**Task**
Rewrite every row below, changing "split by one space" to "separated by a single space" and keeping everything else the same. Leave the pictures out of your answer.

Collected data entries
>> begin
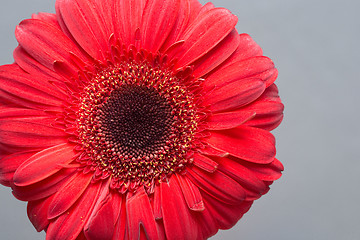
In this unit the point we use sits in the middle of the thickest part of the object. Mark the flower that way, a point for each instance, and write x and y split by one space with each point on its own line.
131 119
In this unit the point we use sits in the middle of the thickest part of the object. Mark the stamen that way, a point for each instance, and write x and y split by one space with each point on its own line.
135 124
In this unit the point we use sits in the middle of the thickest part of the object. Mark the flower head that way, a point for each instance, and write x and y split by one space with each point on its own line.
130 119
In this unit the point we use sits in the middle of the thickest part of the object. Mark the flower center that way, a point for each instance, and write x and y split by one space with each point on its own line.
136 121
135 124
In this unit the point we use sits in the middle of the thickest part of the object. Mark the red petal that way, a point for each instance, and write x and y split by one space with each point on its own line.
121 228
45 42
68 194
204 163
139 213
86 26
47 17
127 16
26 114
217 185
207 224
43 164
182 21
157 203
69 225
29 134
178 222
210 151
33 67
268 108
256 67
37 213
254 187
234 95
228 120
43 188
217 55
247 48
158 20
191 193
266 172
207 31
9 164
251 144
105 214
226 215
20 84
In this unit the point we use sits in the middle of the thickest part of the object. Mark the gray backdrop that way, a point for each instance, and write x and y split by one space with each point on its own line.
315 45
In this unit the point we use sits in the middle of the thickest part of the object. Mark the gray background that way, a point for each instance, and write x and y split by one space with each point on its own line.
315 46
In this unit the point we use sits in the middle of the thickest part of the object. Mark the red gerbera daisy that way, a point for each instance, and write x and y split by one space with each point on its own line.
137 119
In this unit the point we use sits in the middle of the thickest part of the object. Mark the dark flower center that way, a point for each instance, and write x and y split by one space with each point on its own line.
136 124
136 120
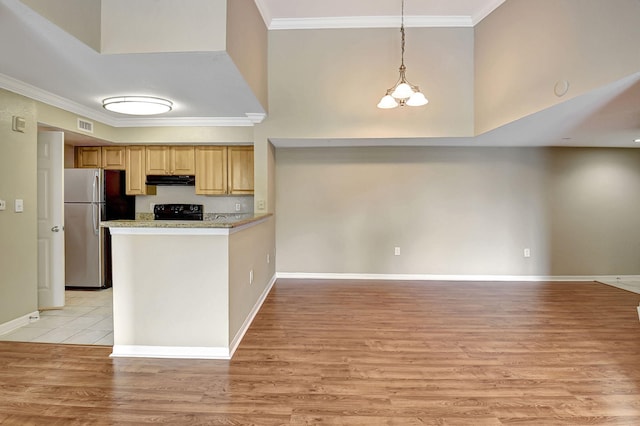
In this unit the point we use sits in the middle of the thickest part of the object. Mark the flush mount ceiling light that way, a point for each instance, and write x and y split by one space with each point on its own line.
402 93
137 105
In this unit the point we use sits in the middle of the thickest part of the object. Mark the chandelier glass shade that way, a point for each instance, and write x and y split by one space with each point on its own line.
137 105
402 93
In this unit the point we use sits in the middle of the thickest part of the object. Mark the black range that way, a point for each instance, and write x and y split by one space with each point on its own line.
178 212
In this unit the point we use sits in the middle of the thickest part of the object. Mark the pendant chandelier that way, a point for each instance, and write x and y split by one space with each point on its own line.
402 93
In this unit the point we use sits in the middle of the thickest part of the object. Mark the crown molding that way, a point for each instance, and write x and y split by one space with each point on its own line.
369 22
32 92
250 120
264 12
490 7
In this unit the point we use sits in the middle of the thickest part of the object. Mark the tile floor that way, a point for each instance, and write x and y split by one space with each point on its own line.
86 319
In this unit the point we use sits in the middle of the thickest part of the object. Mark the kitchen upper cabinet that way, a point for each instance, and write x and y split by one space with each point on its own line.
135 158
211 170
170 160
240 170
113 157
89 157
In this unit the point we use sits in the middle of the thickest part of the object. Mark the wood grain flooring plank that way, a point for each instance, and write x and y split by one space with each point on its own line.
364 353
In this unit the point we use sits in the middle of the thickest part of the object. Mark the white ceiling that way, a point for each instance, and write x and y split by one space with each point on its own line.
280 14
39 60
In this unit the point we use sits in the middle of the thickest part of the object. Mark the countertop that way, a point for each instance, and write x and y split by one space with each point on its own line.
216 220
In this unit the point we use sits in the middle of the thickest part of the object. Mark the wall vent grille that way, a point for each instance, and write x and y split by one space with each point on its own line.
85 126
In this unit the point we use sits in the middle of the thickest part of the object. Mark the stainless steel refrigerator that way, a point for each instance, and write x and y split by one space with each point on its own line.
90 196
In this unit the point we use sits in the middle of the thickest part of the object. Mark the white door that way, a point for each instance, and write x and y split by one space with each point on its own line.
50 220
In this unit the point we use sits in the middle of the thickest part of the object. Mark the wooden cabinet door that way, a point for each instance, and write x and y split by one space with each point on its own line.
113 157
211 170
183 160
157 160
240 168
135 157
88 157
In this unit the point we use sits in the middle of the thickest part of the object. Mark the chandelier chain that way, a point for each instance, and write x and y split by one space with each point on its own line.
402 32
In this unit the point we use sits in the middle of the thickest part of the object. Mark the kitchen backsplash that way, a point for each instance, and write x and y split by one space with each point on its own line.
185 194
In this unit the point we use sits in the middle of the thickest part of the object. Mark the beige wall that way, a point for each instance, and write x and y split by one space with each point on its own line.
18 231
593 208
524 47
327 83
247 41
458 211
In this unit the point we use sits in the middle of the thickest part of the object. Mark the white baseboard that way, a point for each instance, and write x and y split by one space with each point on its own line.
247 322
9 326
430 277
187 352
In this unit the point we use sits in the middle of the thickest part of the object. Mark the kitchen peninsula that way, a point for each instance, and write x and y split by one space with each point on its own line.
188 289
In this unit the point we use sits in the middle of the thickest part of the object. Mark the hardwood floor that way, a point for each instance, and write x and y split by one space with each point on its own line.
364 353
>> end
**Solution**
In this unit the point we use sits in the middle of the thickest part of the object. Mark the flower that way, a point for each instance, and write x and y separated by a single space with each point on its own line.
131 119
In this unit the point we use sits in the middle of the thickest part of the object. Mark the stamen that way, a point for each instance, and write x and y separated by a single space with each point on its own line.
135 124
In this unit the point we use sits in the middle of the thickest part of the object. Mark the flower head that way, a point for each instance, and write x and y separated by a single space with each point on its own line.
130 119
In this unit the point we use sits in the middle of the thickest part of the object. Mark the flower center that way, a point for each instance, and write x and y separated by a single space with each point on its own line.
136 121
135 124
In this unit the point we use sits in the middle of the thickest part of the object. Mark the red petal that way, a point for each instance, and write x and y separated by a single space with each point on its own line.
121 228
45 42
68 194
204 163
139 213
86 26
47 17
127 16
26 114
217 185
207 224
43 164
182 21
157 203
69 225
29 134
178 222
210 151
33 67
268 108
256 67
37 213
254 187
234 95
228 120
43 188
217 55
247 48
158 20
191 193
266 172
207 31
9 164
251 144
105 214
226 215
20 84
In this unit the point we use sits in the middle of the thickest part of the object. Mark the gray backdrop that way, a point for each instance, and write x and y separated by a single space with each point on its own line.
315 45
In this unit the point we use sits in the middle of the thickest part of the object. Mark the gray background that way, a point for each instance, and write x and y separated by a single space with each point on its own line.
315 46
In this unit the point we use sits in the middle of the thickest part of the object. Mark the red gerbera daisy that way, a point for each instance, and write x and y separated by a single space with each point on its own line.
137 119
In this unit the point we use sits in the middle of the thickest part of the object. Mark the dark flower center that way, a point for each instance, and write x and y separated by a single space with each point on its own line.
136 124
136 120
In this unit the point we use sits in the middle of the thickest part of the object. Mark the flush mount ceiling light that way, a point for each instance, and write x and y separated by a single space with each point on its own line.
402 93
137 105
In this unit the point we use sits in the middle of the thickest part of the object. Mark the chandelier glass shade that way, a point for each instance, and write x and y separated by a single space with each point on its own line.
137 105
402 93
In this unit the point we use sits in the middle of the thickest part of the object. Mark the black range that way, a point for each instance, and write x and y separated by a single space with each point on its own line.
178 212
In this unit the point we use sits in the middle of the thickest part of the object. Mark the pendant chandelier that way, a point for each instance, and write x and y separated by a single space with each point on its own line.
402 93
In this unit the point we use sits in the middle of the thickest part of the object. Mark the crown molding that way, a point for each instance, and write x and y separated by a single space with each point on its own line.
369 22
32 92
250 120
264 12
490 7
In this unit the point we use sits in the middle of the thickest part of the object. Mark the tile floor that way, a point for each instance, and write x and y separated by a single space with each point on its own line.
86 319
In this unit the point we use sits in the middle of the thickest part of the object. Mark the kitchen upper cabinet that way, a point for each instance, and write x and y separated by a single space with each point on its own line.
135 158
211 170
170 160
240 170
113 157
89 157
In this unit the point we use sits in the middle of the thickest part of the object. Mark the wood grain flooring plank that way, a point for each instance, and write x and y separated by a single space with each point on its own line.
364 353
In this unit the point we use sits in the middle of the thickest part of the object. Mark the white ceiling that way, a point for each instance, and write x and y separated by a single space with each point on its own line.
280 14
39 60
In this unit the point we use sits in the middle of the thickest part of the object. Mark the countertop that way, a point for each instance, and write x and y separated by a single space with each point on its own line.
216 220
In this unit the point we use sits in the middle of the thickest part of the object. Mark the wall vent grille that way, a point for each instance, and write x and y separated by a single space with each point on its own line.
85 126
In this unit the point we use sits in the middle of the thickest part of the object. Mark the stainless steel refrigerator that way, a point for each instance, and write x and y separated by a single space with each point on its own line.
90 196
In this unit the point we use sits in the middle of the thickest part of the object. Mark the white door that way, a point for each instance, and write x and y separated by a single space with each point on its own line.
50 220
In this unit the point we use sits in the middle of the thickest part of the object. Mark the wooden cabinet door that way, a point for each instance, and write x and y separated by a single space with each point on its own line.
113 157
211 170
183 160
157 160
240 168
135 157
88 157
In this unit the point we use sits in the middle of the thickest part of the object. Mark the chandelier chain that way, a point for each instance, and write x and y separated by a single space with each point on its own line.
402 32
In this unit the point we use sits in the middle of the thickest part of the object. Mark the kitchen backsplash that way, a point for each instance, and write x and y separated by a single space with each point on its own line.
185 194
In this unit the point we use sits in the middle of the thickest part of the object. Mark the beige wall that way, a point for each instance, and write x and y separated by a single space with each point on its own line.
18 231
593 208
524 47
327 83
247 41
458 211
In this unit the point we use sits in the middle of the thickest part of the object. Mark the white baseboard that way, a point for each instance, and write x and y separated by a single space with each point on its own line.
247 322
9 326
430 277
187 352
In this unit the point we use sits in the middle of the thickest part of the object. Mark the kitchen peninsula that way, a point for each instance, and write x and y separated by a single space with each point on its own line.
188 289
In this unit the point we use sits in the middle of the thickest part of the object. Mark the hardwood floor that way, a point for each instance, and write x and y separated by a single space with each point on its own line.
364 353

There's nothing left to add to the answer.